:: WHAT IS ASKED ::
Copy out the listing below, from its first line through the line containing "point(111, 158)", and nothing more.

··· PROVIDED DATA ···

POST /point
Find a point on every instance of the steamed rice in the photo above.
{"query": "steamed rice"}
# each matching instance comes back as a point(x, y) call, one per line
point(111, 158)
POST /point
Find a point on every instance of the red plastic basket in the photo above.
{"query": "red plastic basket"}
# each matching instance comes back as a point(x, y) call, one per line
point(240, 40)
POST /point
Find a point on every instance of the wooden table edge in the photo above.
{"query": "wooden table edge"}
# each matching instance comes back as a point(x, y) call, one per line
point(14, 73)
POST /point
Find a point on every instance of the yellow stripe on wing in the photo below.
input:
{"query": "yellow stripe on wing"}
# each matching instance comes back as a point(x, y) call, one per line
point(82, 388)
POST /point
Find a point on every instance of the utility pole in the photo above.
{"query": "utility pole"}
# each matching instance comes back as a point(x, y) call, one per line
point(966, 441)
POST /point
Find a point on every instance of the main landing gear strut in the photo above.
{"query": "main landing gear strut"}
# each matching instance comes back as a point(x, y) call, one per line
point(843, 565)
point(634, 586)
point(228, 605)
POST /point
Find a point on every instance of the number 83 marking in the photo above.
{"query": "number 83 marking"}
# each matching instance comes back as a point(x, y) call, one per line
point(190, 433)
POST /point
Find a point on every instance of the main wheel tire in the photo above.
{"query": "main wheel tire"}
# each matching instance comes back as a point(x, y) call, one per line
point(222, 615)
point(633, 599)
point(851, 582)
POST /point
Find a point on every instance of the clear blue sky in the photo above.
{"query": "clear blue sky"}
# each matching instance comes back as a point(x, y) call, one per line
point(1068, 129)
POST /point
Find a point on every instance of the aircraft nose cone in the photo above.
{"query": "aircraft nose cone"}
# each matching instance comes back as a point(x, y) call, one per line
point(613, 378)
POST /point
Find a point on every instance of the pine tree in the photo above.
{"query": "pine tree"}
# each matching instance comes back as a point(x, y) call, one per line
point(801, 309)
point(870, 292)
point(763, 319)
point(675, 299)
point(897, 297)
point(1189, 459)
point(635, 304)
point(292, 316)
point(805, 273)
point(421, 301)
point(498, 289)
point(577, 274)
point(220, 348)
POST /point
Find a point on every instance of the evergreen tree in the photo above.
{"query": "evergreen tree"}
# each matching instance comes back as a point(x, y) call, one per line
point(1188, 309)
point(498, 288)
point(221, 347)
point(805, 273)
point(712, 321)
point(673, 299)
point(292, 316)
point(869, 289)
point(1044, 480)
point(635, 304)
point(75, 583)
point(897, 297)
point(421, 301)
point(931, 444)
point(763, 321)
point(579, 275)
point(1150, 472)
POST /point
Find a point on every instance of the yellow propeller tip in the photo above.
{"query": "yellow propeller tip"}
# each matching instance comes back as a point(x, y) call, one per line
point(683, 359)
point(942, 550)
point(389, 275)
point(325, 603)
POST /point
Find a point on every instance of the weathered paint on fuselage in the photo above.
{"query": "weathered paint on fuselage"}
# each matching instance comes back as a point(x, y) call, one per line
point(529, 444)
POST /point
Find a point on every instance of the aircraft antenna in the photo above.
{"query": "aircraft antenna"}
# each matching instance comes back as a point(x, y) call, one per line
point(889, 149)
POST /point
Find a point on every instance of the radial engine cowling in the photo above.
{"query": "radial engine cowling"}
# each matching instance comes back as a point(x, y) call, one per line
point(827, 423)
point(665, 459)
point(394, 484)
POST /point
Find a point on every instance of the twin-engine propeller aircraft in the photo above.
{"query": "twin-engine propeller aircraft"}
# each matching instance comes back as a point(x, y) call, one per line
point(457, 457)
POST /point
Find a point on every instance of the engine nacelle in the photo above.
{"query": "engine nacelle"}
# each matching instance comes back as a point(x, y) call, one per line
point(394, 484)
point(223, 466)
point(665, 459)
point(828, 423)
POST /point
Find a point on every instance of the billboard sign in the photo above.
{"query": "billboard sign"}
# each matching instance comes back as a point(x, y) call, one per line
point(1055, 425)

···

:: CORRECT OUTPUT ::
POST /point
Find a point on every instance of the steamed rice in the photo above.
{"query": "steamed rice"}
# each matching instance comes back as a point(x, y) call, one per line
point(111, 158)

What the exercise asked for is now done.